*Directions*.
Copy the material below line for line without changing anything, and leave the picture out of your copy.

*Records supplied*.
▼▼▼
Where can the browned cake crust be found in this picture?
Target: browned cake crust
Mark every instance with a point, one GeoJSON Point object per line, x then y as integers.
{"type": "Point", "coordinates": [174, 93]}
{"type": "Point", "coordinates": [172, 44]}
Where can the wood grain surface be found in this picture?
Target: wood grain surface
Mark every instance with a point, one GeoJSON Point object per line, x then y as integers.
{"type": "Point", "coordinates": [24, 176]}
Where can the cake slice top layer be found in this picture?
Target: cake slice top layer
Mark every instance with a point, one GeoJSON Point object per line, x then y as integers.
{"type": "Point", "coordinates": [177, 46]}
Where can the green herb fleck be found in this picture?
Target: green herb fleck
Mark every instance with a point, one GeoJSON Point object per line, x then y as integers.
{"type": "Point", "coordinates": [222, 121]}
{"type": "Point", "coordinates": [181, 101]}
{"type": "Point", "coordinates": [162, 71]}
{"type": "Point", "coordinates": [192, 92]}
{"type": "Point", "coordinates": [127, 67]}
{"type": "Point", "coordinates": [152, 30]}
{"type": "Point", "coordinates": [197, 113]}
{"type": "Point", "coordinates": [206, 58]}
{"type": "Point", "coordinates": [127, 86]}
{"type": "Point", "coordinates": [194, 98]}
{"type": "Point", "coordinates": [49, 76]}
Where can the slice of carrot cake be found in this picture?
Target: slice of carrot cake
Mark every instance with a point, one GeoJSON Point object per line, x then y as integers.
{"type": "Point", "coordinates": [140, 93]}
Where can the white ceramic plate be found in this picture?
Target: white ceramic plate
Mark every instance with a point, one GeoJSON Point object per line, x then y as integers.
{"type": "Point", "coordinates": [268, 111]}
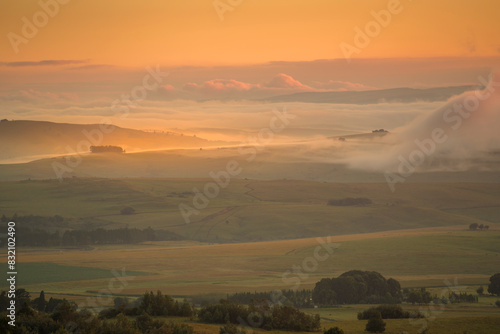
▲▲▲
*Task solution*.
Where can the browned cake crust be found in this picture?
Target: browned cake crust
Mark every instance with a point, one GeoJSON Point object per line, x then y as integers.
{"type": "Point", "coordinates": [174, 93]}
{"type": "Point", "coordinates": [172, 44]}
Where can the wood grain surface be found in this picture?
Target: wood grain surface
Mark every instance with a point, one GeoJSON Point object per line, x then y as integers.
{"type": "Point", "coordinates": [24, 176]}
Where can the cake slice top layer be found in this picture?
Target: cake slice top layer
Mark every instance with a point, one GeoJSON Point object per line, x then y as integers.
{"type": "Point", "coordinates": [177, 46]}
Where can the green herb fleck be found in this picture?
Target: green herb fleck
Mark every instance with a point, one GeoJSON Point object per line, x then y as integers.
{"type": "Point", "coordinates": [222, 121]}
{"type": "Point", "coordinates": [181, 101]}
{"type": "Point", "coordinates": [162, 71]}
{"type": "Point", "coordinates": [192, 92]}
{"type": "Point", "coordinates": [127, 67]}
{"type": "Point", "coordinates": [152, 30]}
{"type": "Point", "coordinates": [197, 113]}
{"type": "Point", "coordinates": [206, 58]}
{"type": "Point", "coordinates": [127, 86]}
{"type": "Point", "coordinates": [194, 98]}
{"type": "Point", "coordinates": [49, 76]}
Where can the slice of carrot cake be found in this picture?
Target: slice of carrot cake
Mark every instance with a point, one GeoJSON Point object per line, x then y as integers.
{"type": "Point", "coordinates": [140, 93]}
Where can the white ceramic plate be found in this picture?
Target: white ceramic plate
Mark every instance with a point, one GeoJSON Point object per line, x then y as integers.
{"type": "Point", "coordinates": [268, 111]}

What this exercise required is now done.